**AIM**
Reproduce the items from the start of the records up to and including the line containing "<point>569,315</point>", keeping the request text unchanged. Scale every coordinate in the answers by 1.6 and round each result to a whole number, rounding halves up.

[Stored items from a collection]
________________________

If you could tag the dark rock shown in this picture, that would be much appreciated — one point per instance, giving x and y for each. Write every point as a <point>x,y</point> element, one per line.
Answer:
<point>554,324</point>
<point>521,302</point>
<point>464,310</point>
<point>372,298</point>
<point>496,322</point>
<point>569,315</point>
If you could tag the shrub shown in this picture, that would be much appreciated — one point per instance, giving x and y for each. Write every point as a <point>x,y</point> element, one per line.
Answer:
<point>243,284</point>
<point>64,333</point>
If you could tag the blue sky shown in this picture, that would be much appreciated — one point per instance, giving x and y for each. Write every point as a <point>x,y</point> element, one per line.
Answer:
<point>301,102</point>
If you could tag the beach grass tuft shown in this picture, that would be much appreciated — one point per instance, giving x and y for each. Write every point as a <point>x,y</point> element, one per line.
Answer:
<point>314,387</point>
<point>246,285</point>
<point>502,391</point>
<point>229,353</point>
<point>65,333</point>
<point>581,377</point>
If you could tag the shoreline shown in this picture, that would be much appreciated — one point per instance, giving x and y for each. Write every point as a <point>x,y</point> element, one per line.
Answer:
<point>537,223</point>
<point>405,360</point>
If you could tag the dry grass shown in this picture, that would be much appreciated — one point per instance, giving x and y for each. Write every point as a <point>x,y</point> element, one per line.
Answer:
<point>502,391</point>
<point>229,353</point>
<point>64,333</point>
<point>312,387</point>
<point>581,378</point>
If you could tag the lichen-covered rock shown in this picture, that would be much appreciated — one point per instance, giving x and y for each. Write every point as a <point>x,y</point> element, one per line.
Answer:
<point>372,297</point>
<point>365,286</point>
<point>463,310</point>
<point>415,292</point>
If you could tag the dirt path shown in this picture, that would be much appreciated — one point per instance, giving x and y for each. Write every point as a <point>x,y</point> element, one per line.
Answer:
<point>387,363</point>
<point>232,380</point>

________________________

**RESULT OF THIS EXERCISE**
If you could tag the dark rock shown in this picture, that would be much appreciated — one point per instance, giving x and y for each. Write every point as a <point>x,y</point> element, one per line.
Answer:
<point>886,518</point>
<point>834,483</point>
<point>742,496</point>
<point>595,477</point>
<point>794,515</point>
<point>910,504</point>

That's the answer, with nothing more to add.